──────── EXTRAIT PRÉSENTÉ ────────

S’il est certain que Hume assimile la conversation et la vie commune à l’expérience, et qu’il considère l’expérience comme la seule voie d’accès à la science de la nature humaine (Hume, 2022 [1739] : 100 [T.Int.7.]), il ne l’a pas limitée dans l’absolu à la sociabilité mondaine. Il a par exemple assimilé l’histoire et l’expérience dans les questions de faits qui sont traitées par le biais de raisonnements causaux dans le Traité (ibid. : 219-221 [T.1.3.4.]). Son essai sur l’étude de l’histoire, s’adressant aux femmes, représentantes de la mondanité, recommande l’étude de cette discipline parce qu’elle est instructive et divertissante (Hume, 1999 [1772] : 311 ; 2021 : 26), ce qui était, on s’en souvient, les deux critères mondains par excellence. Cette utilité tient à ce que l’histoire est « une grande part de ce que nous appelons communément l’érudition », et est à ce titre le domaine des hommes de lettres (ibid. : 313 ; 27). Elle est ainsi du domaine qui, d’après la typologie de la première section de l’Enquête, nourrit la partie raisonnable de l’homme. Elle fournit également « une ample matière à la plupart des sciences » (ibid. : 28), et est une source d’expérience qui dépasse quantitativement le contenu immédiat des relations mondaines. La dimension qualitative qui justifie cette étude, et qui fait que l’histoire n’est pas qu’un surplus d’expérience, n’est pas non plus en reste :

[I]l y a en outre dans cette expérience qu’on acquiert par le moyen de l’histoire un avantage qui ne se trouve pas dans ce qu’on apprend de la pratique du monde : celui de s’instruire des affaires humaines sans rien perdre des sentiments les plus délicats que la vertu inspire. (ibid.)

Le passage qui suit immédiatement oppose l’histoire à la poésie en ceci que les poètes se font « souvent l’avocat du vice » (ibid.). Cependant, on reconnaît ici la vocation pratique de la philosophie facile, la vertu, et de fait l’histoire aura chez Hume une vocation pratique supplémentaire, qui s’affirmera quand il se fera lui-même historien, et qui sera entre autres de combattre la superstition (Gautier, 2005 : 66-71).

L’histoire fait donc partie de la matière de la philosophie abstruse comme de celle de la philosophie facile, et dépasse l’expérience sociale immédiate. Hume semble donc valoriser un modèle véritablement intermédiaire : non pas la pure retraite philosophique, ni la mondanité sans étude, mais bel et bien, comme sa vie l’indique, une alternance entre retraite et sociabilité, pour satisfaire aux réquisits de la raison et de la sociabilité en l’homme. Mais comment passer de l’une à l’autre ? Quel usage de la retraite peut-on trouver chez Hume, qui en régule les effets déshumanisants, tout en permettant l’étude qui seule satisfait des êtres doués de raison ?

────────

ÉNONCÉ: Reproduisez à l'identique le passage de l'extrait sur Hume et l'histoire compris entre « Le passage qui » et « (Gautier, 2005 : 66-71). », ces deux bornes incluses.

──────── DONNÉES BRUTES ────────

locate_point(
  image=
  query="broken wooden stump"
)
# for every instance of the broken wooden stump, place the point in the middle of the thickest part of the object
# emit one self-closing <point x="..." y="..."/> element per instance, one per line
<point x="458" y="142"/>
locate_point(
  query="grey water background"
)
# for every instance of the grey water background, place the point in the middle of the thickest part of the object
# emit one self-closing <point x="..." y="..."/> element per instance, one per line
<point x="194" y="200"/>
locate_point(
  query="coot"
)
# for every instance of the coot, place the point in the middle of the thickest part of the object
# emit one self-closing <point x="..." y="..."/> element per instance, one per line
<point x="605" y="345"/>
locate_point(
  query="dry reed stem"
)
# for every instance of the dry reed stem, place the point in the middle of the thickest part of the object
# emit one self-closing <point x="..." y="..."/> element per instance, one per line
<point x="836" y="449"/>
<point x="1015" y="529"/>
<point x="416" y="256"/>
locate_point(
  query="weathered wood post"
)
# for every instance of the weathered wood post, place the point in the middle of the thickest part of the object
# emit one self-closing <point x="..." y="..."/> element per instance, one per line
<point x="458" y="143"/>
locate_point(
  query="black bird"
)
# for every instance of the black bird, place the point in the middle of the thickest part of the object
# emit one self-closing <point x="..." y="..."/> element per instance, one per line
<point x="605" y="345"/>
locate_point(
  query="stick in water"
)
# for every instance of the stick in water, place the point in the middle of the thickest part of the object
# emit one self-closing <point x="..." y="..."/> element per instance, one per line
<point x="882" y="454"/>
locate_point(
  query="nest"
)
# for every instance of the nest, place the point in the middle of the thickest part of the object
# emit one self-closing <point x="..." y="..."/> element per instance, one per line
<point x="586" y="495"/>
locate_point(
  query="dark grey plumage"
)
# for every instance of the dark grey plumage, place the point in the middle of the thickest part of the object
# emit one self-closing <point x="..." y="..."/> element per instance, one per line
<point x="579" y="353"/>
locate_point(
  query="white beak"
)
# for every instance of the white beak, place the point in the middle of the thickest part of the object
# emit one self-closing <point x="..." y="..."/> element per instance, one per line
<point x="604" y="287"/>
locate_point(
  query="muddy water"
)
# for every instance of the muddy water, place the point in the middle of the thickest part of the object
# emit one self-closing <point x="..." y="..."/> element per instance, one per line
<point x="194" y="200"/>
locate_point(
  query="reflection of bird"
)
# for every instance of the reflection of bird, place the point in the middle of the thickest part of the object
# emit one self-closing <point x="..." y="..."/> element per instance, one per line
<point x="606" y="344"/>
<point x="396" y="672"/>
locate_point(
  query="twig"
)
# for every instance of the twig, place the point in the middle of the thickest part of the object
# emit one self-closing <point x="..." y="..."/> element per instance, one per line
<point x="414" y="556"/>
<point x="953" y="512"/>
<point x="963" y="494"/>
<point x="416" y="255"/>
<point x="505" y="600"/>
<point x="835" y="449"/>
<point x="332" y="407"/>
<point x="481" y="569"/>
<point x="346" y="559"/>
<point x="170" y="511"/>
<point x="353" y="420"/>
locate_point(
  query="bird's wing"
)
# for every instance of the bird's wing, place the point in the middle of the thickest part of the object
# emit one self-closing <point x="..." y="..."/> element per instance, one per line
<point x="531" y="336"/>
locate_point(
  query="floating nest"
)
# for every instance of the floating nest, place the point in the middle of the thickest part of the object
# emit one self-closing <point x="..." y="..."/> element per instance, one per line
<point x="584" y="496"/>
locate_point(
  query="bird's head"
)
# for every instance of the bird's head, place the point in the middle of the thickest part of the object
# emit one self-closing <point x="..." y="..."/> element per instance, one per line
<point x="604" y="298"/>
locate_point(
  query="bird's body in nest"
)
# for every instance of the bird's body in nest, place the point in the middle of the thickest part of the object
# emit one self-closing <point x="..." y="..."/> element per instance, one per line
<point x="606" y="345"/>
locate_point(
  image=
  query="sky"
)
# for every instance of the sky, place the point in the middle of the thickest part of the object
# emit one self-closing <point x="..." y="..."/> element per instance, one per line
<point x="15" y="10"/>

────────

RÉSULTAT OBTENU:
Le passage qui suit immédiatement oppose l’histoire à la poésie en ceci que les poètes se font « souvent l’avocat du vice » (ibid.). Cependant, on reconnaît ici la vocation pratique de la philosophie facile, la vertu, et de fait l’histoire aura chez Hume une vocation pratique supplémentaire, qui s’affirmera quand il se fera lui-même historien, et qui sera entre autres de combattre la superstition (Gautier, 2005 : 66-71).